Transcribe the data exactly. Leave nothing out.

[AVAILABLE DATA]

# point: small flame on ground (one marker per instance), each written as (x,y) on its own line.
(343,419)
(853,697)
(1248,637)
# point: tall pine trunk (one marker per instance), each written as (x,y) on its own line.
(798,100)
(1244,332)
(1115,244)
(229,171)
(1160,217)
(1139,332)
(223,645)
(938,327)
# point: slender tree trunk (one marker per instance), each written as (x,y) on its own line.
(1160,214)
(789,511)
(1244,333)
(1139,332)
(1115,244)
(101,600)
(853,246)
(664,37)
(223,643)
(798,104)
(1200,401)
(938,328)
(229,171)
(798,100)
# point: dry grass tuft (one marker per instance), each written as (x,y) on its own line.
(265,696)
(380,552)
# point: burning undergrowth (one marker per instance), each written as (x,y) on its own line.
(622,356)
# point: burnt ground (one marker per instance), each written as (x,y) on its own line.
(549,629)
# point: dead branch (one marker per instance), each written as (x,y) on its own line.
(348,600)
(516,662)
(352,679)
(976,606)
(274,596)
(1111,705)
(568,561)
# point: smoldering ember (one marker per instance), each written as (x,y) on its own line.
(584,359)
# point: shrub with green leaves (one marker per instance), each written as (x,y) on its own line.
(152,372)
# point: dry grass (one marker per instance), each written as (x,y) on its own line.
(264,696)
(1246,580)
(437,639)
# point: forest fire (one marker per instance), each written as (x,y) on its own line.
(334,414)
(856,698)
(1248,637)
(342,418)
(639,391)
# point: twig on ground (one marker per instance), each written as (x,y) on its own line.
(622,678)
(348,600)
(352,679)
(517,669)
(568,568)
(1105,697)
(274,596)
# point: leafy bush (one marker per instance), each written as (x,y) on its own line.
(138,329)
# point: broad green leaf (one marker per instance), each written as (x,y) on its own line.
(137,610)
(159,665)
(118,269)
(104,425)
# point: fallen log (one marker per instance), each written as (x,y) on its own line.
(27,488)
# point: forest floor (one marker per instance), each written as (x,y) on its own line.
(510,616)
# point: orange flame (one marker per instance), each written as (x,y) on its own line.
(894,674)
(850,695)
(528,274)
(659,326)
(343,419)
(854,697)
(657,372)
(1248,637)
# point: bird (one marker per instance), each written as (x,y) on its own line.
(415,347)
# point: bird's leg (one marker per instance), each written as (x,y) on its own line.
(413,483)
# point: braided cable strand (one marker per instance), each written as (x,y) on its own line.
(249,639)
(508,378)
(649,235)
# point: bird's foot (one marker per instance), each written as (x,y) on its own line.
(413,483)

[/AVAILABLE DATA]

(RESPONSE BELOW):
# point: small flame on ground (one marker per instance), each written as (x,y) on its own line.
(343,419)
(853,697)
(1248,637)
# point: tall pine trunk (one marker per instance), each written as (x,y) on its own line.
(798,100)
(1244,332)
(1115,244)
(229,171)
(1160,217)
(1139,332)
(223,645)
(938,327)
# point: slender tree trunk (one marker per instance), each written as (x,y) on its own line.
(1160,214)
(789,511)
(1244,333)
(1139,332)
(1115,244)
(101,600)
(853,246)
(664,37)
(223,643)
(798,104)
(1200,401)
(938,328)
(229,171)
(798,100)
# point: dry grass tuft (one marker per instance), each written as (x,y) on its own line.
(265,696)
(380,552)
# point: burning undergrowth (one marker per instance), each written as (x,y) on its own line.
(622,356)
# point: burnt ground (one marker per instance), each written as (x,y) on its own line.
(549,629)
# point: dead branch (one marker per instance), each written as (x,y) on its own line.
(348,600)
(516,662)
(352,679)
(976,606)
(274,596)
(1111,705)
(568,561)
# point: smoldering ember (one marker per instance), each written as (x,y) on its own line.
(584,359)
# point: shrub with green leaves (one marker per instance), each written as (x,y) on its own line.
(152,372)
# point: dry grass (one marker per instance), each written as (x,y) on its own line.
(264,696)
(1246,580)
(437,639)
# point: forest fire (one marker per instance), each written as (x,y) on its own line.
(334,414)
(856,698)
(1248,637)
(342,418)
(639,391)
# point: twig on ground (one marker per instance), each written as (x,y) on its own line.
(622,678)
(348,600)
(352,679)
(517,669)
(568,568)
(1105,697)
(274,596)
# point: leafy bush (one marker per instance), each written as (x,y) on its own line.
(138,329)
# point: broad green leaf (one marker per instance), each written as (x,y) on its own line.
(137,610)
(159,665)
(118,269)
(104,425)
# point: fallen log (one marker per instance), each written as (x,y) on its own line.
(27,488)
# point: forest floor (one marker per instance), each written as (x,y) on its own line.
(510,616)
# point: orange flame (one marker per instance), each written as (x,y) on its own line.
(894,674)
(850,695)
(528,274)
(659,326)
(343,419)
(854,697)
(657,372)
(1248,637)
# point: bird (one marker per instance), each written as (x,y) on its own line.
(415,347)
# point: bird's leg (one marker per instance), each written as (x,y) on its own line.
(413,483)
# point: braided cable strand (one marker per instance), each written as (x,y) on its own line.
(249,639)
(508,378)
(649,235)
# point: bird's foot (one marker per instance), each written as (x,y) on its own line.
(413,483)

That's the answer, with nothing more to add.